* Records for the exercise *
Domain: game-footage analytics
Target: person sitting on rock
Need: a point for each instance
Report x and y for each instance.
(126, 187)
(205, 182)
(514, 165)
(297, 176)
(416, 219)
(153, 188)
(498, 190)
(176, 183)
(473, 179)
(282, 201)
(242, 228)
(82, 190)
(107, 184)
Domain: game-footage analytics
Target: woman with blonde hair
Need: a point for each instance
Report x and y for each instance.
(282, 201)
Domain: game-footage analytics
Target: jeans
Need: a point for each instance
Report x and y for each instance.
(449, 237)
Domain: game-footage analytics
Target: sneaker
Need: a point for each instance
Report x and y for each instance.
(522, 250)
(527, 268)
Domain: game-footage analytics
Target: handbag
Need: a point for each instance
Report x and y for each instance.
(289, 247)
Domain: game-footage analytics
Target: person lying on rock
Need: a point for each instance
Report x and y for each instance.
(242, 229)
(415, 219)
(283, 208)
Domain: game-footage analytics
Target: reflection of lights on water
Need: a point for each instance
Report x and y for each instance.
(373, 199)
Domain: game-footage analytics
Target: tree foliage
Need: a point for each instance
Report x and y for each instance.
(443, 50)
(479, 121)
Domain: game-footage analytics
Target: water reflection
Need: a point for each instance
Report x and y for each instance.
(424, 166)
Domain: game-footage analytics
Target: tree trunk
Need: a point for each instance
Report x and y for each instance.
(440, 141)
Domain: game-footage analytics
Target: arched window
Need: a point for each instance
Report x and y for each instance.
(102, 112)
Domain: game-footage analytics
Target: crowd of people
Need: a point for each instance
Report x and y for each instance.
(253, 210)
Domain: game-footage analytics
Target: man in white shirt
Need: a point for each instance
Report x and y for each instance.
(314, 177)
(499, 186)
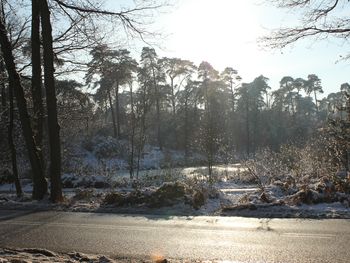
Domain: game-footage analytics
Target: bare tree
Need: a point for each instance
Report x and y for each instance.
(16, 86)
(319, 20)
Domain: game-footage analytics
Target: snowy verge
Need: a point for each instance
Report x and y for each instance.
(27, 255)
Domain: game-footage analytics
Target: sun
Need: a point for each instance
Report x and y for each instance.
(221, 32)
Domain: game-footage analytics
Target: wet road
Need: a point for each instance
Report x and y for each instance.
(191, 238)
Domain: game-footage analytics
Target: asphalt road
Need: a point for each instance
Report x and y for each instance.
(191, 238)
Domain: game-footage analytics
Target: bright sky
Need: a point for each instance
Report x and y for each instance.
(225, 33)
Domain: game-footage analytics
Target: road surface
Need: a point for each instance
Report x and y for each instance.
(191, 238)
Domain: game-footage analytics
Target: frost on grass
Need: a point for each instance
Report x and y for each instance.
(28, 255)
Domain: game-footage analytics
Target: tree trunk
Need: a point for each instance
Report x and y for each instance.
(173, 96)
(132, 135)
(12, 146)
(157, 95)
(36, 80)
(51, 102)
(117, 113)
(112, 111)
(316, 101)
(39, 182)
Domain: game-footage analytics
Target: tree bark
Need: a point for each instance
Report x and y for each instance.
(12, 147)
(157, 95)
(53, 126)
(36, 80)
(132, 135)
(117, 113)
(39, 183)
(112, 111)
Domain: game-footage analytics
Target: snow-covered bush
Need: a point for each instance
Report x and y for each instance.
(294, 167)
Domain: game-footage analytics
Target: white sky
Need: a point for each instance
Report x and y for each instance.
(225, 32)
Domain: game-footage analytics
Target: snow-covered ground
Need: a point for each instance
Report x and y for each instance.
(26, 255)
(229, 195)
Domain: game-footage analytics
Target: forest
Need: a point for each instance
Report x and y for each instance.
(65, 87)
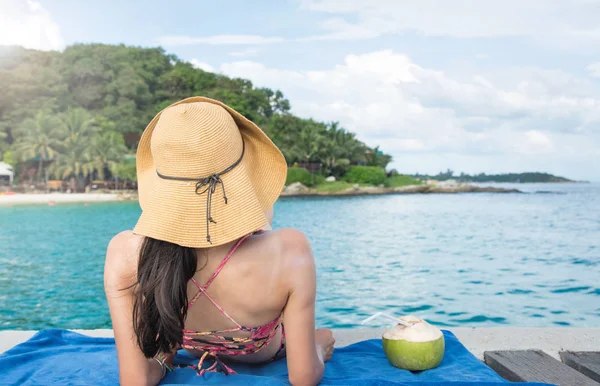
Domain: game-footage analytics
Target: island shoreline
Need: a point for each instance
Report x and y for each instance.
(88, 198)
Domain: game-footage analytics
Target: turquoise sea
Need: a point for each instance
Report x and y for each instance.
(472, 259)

* Exercise requirements *
Which lines in the listing hold the word "covered"? Copy them out.

* Exercise result *
Target: snow-covered bush
Target: snow-covered ground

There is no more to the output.